* _THE TASK_
Starting with the line that contains "Wildlife-tally request: put a marker on the dark trousers" and going on through the end of the items, express each item as one row of a two-column CSV with the columns item_text and answer. Put each value in its own quoted field with line breaks turned into spaces, and leave the pictures out.

* Begin DATA FOR THIS EXERCISE *

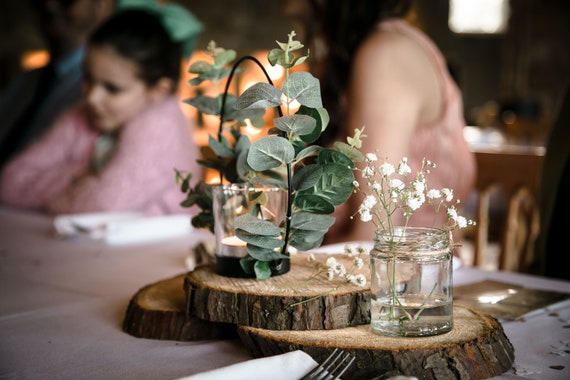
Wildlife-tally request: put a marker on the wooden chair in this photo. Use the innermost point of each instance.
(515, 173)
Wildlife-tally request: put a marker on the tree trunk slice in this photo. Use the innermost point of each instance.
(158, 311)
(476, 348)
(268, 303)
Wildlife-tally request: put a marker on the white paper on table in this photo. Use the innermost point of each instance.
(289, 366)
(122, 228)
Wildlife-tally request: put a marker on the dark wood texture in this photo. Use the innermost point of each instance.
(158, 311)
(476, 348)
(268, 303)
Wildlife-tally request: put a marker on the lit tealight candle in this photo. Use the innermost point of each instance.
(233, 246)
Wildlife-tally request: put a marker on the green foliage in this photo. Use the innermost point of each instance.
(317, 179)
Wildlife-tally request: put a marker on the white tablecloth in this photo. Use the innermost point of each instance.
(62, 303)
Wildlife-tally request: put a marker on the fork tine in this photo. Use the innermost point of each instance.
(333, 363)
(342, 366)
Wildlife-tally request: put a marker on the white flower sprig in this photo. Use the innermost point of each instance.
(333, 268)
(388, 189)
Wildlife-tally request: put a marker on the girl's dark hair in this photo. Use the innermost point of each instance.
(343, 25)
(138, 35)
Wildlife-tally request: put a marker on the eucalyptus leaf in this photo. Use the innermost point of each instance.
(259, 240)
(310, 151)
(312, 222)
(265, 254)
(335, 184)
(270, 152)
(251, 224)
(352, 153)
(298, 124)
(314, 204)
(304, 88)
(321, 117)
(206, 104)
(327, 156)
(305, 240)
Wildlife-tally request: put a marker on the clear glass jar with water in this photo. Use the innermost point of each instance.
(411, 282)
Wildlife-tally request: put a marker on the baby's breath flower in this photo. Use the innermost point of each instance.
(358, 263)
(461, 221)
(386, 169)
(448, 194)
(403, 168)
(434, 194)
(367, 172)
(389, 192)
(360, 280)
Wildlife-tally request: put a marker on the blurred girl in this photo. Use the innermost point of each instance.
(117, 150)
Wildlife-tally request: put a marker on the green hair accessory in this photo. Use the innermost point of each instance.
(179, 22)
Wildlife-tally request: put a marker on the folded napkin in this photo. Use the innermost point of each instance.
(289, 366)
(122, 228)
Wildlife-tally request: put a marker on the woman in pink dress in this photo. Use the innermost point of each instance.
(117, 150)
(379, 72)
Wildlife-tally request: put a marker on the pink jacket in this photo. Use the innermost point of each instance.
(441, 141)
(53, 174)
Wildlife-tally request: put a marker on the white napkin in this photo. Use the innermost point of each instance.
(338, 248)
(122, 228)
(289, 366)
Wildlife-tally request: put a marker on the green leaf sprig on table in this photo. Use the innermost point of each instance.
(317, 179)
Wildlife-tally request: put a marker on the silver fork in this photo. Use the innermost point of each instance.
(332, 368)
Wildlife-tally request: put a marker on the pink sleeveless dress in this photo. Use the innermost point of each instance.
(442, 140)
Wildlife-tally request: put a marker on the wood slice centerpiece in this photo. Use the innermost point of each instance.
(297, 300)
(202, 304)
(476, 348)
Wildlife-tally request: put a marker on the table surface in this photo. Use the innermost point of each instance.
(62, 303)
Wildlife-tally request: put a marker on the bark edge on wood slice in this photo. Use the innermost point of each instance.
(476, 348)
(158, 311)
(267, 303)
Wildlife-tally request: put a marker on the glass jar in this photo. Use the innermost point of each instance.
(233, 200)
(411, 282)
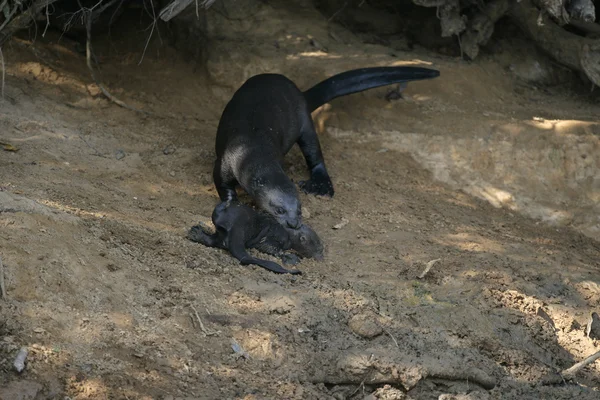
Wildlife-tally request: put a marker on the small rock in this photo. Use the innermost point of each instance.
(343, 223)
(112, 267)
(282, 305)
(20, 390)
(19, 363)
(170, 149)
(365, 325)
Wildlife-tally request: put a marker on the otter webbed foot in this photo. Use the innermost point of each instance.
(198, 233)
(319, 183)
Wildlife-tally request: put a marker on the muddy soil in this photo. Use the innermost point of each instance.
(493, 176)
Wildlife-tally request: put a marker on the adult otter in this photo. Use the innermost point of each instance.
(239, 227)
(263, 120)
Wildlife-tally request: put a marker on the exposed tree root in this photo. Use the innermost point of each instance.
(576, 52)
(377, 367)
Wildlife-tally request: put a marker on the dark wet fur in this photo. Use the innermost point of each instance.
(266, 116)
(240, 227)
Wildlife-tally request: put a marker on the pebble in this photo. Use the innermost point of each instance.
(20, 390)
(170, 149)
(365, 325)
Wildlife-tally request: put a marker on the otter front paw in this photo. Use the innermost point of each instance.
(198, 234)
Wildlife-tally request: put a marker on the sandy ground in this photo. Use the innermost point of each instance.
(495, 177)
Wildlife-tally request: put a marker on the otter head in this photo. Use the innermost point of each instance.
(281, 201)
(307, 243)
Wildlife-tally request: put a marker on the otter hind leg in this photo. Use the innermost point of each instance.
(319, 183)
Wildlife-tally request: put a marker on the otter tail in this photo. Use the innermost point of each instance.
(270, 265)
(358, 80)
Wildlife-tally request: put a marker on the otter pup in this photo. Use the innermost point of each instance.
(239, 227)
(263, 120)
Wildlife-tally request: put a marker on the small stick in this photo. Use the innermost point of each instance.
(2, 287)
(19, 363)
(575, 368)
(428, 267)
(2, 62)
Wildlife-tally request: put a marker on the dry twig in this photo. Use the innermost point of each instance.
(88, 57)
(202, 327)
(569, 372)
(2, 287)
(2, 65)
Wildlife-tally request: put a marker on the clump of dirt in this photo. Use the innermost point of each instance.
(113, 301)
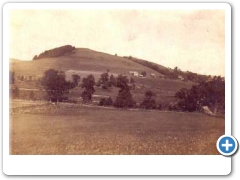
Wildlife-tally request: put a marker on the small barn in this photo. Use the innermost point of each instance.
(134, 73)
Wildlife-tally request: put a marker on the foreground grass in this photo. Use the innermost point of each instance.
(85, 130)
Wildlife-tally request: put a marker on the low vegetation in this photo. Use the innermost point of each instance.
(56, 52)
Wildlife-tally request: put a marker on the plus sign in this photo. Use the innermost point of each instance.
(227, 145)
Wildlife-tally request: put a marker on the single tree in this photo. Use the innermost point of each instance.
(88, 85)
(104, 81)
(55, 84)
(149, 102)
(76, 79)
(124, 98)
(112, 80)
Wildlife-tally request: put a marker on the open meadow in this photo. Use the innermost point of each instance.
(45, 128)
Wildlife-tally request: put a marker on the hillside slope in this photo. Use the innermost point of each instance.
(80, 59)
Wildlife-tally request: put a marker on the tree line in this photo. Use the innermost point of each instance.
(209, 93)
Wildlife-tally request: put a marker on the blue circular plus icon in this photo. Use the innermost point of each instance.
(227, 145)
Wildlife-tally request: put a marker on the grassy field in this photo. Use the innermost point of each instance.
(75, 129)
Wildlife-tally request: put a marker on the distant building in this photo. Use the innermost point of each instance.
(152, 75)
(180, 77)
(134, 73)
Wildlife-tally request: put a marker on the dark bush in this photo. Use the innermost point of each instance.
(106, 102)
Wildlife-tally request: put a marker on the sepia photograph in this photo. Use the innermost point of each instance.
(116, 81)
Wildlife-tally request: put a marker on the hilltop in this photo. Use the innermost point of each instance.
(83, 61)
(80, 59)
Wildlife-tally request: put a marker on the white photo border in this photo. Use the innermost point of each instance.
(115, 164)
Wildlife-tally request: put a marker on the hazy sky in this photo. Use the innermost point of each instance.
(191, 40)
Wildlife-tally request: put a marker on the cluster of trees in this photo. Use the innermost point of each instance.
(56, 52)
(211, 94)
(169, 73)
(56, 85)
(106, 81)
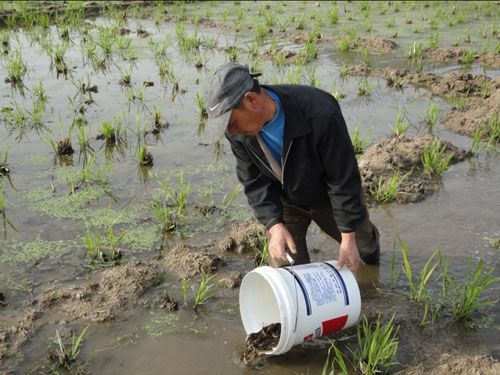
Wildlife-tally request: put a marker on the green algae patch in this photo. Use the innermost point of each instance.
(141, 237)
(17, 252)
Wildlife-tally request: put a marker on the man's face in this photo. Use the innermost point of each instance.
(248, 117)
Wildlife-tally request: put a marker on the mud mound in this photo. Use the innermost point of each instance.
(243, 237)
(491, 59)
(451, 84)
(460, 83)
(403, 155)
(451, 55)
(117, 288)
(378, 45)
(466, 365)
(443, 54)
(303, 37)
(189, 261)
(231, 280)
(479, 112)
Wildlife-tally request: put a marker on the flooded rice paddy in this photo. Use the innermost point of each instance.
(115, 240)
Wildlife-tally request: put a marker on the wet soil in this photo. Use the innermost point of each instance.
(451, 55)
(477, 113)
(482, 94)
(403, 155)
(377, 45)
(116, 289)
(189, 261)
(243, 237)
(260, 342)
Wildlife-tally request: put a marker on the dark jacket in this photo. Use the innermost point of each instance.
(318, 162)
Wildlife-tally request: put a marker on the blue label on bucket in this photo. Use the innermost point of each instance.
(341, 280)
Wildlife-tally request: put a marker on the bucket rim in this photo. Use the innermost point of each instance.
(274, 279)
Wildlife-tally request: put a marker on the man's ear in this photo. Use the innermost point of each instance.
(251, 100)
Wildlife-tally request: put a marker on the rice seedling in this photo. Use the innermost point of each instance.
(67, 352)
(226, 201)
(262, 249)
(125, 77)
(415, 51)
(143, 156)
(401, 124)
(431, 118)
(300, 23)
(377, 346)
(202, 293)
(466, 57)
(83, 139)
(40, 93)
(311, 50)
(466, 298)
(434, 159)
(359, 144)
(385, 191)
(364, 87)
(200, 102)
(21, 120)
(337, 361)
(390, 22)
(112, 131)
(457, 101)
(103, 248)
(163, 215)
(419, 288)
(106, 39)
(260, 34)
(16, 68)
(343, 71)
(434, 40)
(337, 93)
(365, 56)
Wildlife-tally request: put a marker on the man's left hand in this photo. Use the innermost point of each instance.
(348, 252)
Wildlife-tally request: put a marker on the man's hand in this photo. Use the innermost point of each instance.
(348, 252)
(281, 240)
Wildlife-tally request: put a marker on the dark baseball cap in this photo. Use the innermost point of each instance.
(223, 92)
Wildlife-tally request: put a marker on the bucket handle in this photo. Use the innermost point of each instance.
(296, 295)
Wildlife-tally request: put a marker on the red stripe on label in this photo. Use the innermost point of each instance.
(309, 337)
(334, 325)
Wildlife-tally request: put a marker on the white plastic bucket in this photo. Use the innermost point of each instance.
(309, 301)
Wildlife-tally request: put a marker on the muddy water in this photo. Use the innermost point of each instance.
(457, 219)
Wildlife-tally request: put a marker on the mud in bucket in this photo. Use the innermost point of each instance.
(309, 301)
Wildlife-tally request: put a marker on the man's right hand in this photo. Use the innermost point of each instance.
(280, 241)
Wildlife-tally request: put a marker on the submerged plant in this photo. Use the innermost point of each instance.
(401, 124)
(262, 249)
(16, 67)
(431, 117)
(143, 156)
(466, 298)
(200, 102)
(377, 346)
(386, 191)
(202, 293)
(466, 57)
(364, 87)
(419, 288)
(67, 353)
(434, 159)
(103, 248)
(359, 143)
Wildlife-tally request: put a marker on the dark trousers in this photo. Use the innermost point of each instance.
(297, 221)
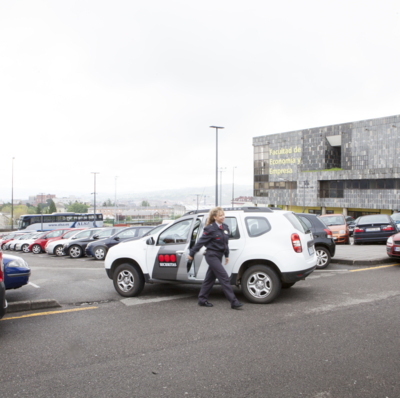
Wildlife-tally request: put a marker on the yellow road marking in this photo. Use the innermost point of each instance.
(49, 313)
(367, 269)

* End DATA FOR THIS EXERCISE *

* _PROBLEM SOLUTION_
item_text,answer
"Wildlife-tally request: put a marker on the dark trousers in this photo. Use the innermost point of each instance.","(297, 221)"
"Wildlife-tally request: put a marker on the yellow road marking in this photo. Use the innermost point of each instance.","(49, 313) (367, 269)"